What you should do:
Reproduce the portion of the Ride For Roswell text between "DC Supports The" and "at Roswell Park.", inclusive, without altering a word.

The Ride For Roswell 2013 will bring together more than 10,000 people this weekend, all united for a common goal: to win the fight against cancer. While they share a common passion, they all come from different backgrounds, have different stories to tell and even travel from faraway distances.
Here's a few inspiring stories of Ride supporters from across the nation - and even world - who are helping us find cures and save lives so that cancer can't win.
The Midnight Riders
Thomas Doody’s uncle, a Buffalo resident, was the glue that held his family together, and when he suddenly passed from mesothelioma, the family lost their closeness. Thomas, a resident of Scottsdale, AZ, decided to take over the role his uncle once played to bring the family together again in a way that would honor his uncle’s passing and create hope for others. He created a team in The Ride For Roswell called Midnight Riders and recruited his immediate family members. Six years later, Midnight Riders has transformed into a team of family members and close friends known for their over-the-top costumes during each Ride, most notably as members from the band KISS. This year, they encourage riders to keep an eye out for the Top Gun guys.
DC Supports The Ride
Brian Green, a Buffalo native who relocated to Washington D.C., still supports and recruits others to raise funds for the cancer research happening in Western New York. For the third year in a row, Green will virtual ride in The Ride For Roswell. A virtual rider is someone who fundraises and enjoys the same perks as riders (once they meet the fundraising minimum) but never has to get on a bike. Green’s team, DC Virtual Riders, has recruited seven members in the D.C. area who hope to raise $3,000 to support the cutting-edge research and patient care programs at Roswell Park.
All the Way from South Korea
When Bradley Wood joined the United States Marine Corps at the age of 19, he was voluntarily putting himself in harm's way. He had the choice to serve and risk his life, but cancer patients aren't given that choice. This weekend, Bradley will travel from South Korea to join his father in law, a Buffalo resident, at The Ride For Roswell. Bradley will make his journey from across the world for the fourth time to ride in honor of Brooks Spencer, who, 13 years ago at the age of 16, lost his battle with bone cancer in Bradley’s hometown of Greensboro, S.C. Bradley hopes to help find a cancer cure so that people can ask, "How many people live each year with cancer?” instead of, "How many people die?".

Data records:
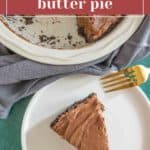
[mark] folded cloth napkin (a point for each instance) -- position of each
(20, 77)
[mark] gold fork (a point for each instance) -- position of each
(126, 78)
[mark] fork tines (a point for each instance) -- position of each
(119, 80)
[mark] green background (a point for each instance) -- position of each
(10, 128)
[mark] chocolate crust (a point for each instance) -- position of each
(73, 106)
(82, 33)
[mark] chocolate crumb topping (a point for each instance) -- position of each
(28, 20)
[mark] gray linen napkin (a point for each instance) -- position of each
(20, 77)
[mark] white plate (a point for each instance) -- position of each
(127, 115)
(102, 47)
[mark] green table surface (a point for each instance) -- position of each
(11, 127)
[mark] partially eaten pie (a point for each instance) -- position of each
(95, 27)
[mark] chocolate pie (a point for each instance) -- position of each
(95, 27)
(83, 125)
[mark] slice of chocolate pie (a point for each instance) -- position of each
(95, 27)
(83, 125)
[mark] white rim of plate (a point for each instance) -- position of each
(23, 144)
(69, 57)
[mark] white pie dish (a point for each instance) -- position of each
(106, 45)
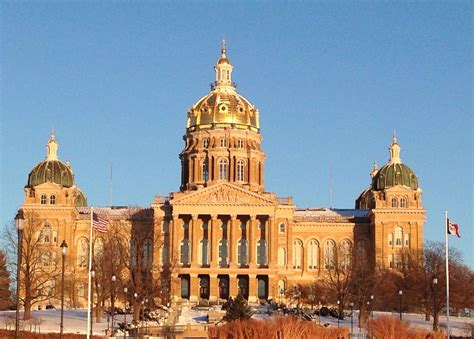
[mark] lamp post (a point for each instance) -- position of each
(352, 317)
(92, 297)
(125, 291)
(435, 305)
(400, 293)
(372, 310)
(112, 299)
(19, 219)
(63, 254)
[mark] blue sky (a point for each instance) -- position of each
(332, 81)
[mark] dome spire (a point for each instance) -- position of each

Expected answer:
DC Supports The Ride
Brian Green, a Buffalo native who relocated to Washington D.C., still supports and recruits others to raise funds for the cancer research happening in Western New York. For the third year in a row, Green will virtual ride in The Ride For Roswell. A virtual rider is someone who fundraises and enjoys the same perks as riders (once they meet the fundraising minimum) but never has to get on a bike. Green’s team, DC Virtual Riders, has recruited seven members in the D.C. area who hope to raise $3,000 to support the cutting-edge research and patient care programs at Roswell Park.